→ **TASK INPUTS**:
## start

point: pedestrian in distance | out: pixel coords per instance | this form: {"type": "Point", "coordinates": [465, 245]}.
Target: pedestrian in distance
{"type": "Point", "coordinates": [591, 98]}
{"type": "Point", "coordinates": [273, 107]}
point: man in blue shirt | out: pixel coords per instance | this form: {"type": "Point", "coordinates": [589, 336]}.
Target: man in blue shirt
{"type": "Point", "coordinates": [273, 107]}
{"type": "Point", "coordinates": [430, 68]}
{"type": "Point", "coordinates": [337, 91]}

## end
## start

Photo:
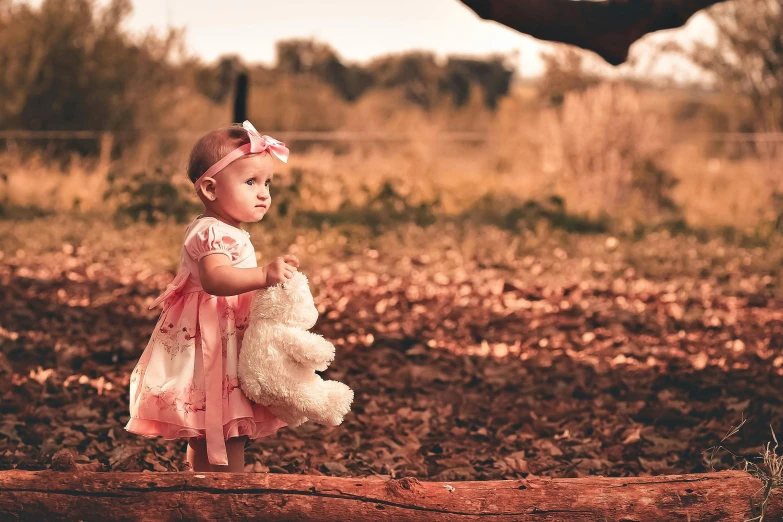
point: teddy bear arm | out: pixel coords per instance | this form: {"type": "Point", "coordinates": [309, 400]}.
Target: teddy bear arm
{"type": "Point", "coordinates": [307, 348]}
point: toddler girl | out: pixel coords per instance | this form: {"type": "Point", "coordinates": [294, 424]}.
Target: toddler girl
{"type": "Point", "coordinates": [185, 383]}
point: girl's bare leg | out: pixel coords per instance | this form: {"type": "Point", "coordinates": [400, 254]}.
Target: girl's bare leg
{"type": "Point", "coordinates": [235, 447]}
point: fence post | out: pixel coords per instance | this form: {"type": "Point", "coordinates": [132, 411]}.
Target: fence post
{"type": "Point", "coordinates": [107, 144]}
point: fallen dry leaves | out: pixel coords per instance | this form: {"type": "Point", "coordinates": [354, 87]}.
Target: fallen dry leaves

## end
## start

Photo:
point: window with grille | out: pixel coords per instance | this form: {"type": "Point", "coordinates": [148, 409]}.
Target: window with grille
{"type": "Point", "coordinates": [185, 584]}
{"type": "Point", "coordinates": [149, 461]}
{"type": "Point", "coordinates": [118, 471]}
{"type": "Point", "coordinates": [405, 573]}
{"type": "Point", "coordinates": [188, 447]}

## end

Copy out the lines above verbatim, from the line containing "point: toddler girl" up to and including the line containing "Target: fallen dry leaves".

→ **ANSWER TO THE TASK**:
point: toddler girl | out: pixel coords per instance | this form: {"type": "Point", "coordinates": [294, 424]}.
Target: toddler girl
{"type": "Point", "coordinates": [185, 383]}
point: girl's bare leg | out: pixel coords per instance | this form: {"type": "Point", "coordinates": [400, 254]}.
Target: girl's bare leg
{"type": "Point", "coordinates": [235, 447]}
point: fence post | out: pixel coords per instance | this form: {"type": "Point", "coordinates": [132, 411]}.
Target: fence post
{"type": "Point", "coordinates": [107, 144]}
point: fallen dry leaves | out: pixel coords per instance | this form: {"type": "Point", "coordinates": [354, 87]}.
Target: fallen dry leaves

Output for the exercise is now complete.